• **文書の抜粋**
________________

1965年11月、思潮社から刊行された新井徹(1929~1944)と妻の後藤郁子(1903~1996)の合同詩集。編集は後藤郁子。装幀は力丸義孝。
詩集をひもとく方へ 後藤郁子
今年8月Ⅰ5日は戦後20年の終戦記念日であり、内外ともにアジアの一環としての日本にとって微妙な、大切な立場に来ています。
その前後に思い掛けなく詩集を編むことが出きたことは真実私たちに共感し協力して下さった人々への感謝と共に、地下に眠る亡夫への20年目の私の永年の志を果す一端ともなれば幸い、と思っています。
第2次大戦は私の生活の上にも大きく影響して経済的困難は詩の仕事、雑誌経営(詩精神)はもとより詩人夫婦であることさえ反照して結局私は詩筆を断念し、ささやかな家庭と生活に専念することを新井に告げたとき彼は涙をみせた。そして「南京虫」を上梓した。 1937年8月。それは彼の第3詩集であり生前最後の詩集となって7年後病歿。

________________

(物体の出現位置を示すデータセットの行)

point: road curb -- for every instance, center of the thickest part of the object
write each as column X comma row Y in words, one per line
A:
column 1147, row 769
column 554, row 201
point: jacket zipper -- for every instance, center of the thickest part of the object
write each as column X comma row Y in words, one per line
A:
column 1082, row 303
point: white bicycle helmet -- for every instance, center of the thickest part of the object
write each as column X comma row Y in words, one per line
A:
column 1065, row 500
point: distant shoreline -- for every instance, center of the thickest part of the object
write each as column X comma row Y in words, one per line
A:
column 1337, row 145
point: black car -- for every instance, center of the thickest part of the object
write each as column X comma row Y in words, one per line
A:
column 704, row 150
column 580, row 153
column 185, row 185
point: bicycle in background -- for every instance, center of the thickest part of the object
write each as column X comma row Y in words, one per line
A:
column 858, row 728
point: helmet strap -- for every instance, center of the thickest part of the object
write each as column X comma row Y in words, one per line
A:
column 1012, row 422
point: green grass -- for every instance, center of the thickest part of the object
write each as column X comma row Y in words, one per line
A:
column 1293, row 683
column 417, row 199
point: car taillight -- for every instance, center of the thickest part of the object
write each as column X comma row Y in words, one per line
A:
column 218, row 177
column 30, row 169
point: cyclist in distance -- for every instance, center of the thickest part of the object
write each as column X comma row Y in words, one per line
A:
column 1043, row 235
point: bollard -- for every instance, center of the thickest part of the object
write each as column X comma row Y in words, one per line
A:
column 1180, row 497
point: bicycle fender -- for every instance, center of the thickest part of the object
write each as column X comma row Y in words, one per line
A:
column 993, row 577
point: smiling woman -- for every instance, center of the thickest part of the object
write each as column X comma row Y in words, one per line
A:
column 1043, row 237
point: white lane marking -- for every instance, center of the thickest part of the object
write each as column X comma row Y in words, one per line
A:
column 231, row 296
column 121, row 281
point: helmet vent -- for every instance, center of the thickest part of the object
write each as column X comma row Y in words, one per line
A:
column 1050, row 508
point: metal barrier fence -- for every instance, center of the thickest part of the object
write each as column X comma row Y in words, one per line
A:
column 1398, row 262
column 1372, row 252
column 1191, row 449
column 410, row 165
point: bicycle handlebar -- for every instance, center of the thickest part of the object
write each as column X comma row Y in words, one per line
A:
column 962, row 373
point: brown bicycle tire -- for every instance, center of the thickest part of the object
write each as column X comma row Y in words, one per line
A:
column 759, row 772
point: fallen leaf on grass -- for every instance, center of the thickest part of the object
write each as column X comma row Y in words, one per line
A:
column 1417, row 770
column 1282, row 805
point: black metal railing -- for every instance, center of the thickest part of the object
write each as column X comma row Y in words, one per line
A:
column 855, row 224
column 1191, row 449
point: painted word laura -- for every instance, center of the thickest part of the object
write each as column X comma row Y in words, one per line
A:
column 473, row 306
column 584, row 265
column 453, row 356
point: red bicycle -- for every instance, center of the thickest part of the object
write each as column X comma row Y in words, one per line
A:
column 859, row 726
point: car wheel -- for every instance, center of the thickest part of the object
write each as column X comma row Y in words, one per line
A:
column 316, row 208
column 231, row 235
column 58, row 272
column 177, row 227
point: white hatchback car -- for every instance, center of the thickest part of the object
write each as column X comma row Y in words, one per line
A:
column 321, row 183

________________

• **課題の指示**
A – 合同詩集の紹介文で、装幀を手がけたのは誰か。
B – 合同詩集の紹介文を、最後の文の後から書き継げ。
この一覧は本文とは別の資料である。

• **解答結果**
A – 力丸義孝。

B –
新井徹(内野健児)は1923年9月処女詩集「土墻(どしょう)に描く」を出版している。土墻とは朝鮮の民家につづく土の外塀のこと。当時彼が主宰していた「耕人」にこの主題の詩が載ったときは災なく詩集になって発禁になった。広島高師在学時代から24才迄の作品編のうち5編。第2詩集「カチ」42編から5編。この詩集は朝鮮追放後上京1933年4月。東京の素人社から出版した。第3詩集「南京虫」は28編の詩と詩劇「そろばん学校」が集録してある中から11編。本当を言えば全詩集を読者の方に読んで頂くことが選択上よいのであるが、何分経済的事情もあり二つの詩集を思い立ったこと、一つにまとめたのも私一存であります。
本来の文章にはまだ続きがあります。